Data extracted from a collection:

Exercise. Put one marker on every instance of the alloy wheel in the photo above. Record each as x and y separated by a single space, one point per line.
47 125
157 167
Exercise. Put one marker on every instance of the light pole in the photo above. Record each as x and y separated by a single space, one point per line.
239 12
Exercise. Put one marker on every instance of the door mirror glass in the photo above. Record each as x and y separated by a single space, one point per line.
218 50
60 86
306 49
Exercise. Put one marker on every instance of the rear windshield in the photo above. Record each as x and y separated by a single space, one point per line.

==

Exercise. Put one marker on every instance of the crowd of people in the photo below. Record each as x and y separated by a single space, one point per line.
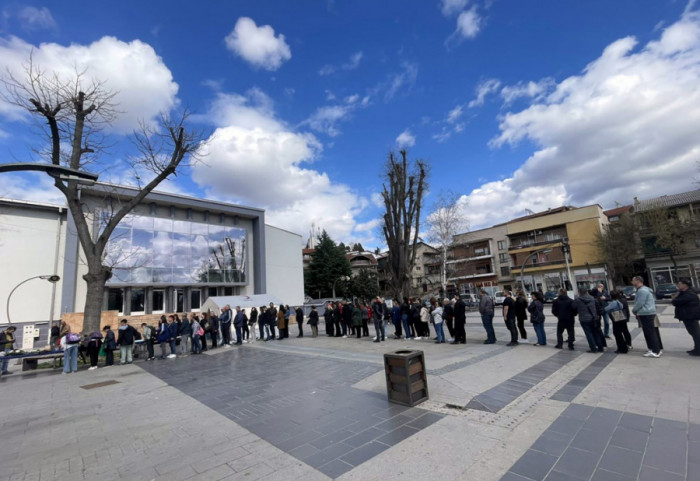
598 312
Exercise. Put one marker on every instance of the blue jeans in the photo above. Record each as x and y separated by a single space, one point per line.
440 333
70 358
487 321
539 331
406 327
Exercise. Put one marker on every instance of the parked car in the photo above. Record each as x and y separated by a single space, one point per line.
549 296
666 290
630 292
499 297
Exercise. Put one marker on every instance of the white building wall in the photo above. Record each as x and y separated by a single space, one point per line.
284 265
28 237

WHAT YOU WILL DO:
The lines above from the one with "Exercise. Put one marker on every instance of the alloy" through the one with "Exercise. Put one marker on every instance of the rear" are to be duplicated exactly, ends included, with nothing added.

OUTPUT:
Exercise. Put one marker on every instance of the alloy wheel in the photo above. Record each as x and y separated by a single space, one point per line.
47 125
157 167
Exercise. Put one marker on every instance of the light pole in the photo above. Record each as x and y separated by a single space, one point per line.
239 12
Exercise. Put one marker on every instance of the door mirror glass in the photo above. Record each as x and y separated by a single space, one point per line.
218 50
60 86
306 49
Exercise. Put one marker on every instance of the rear windshield in the photo above. Record each as x and y separated by a single space, one point per line.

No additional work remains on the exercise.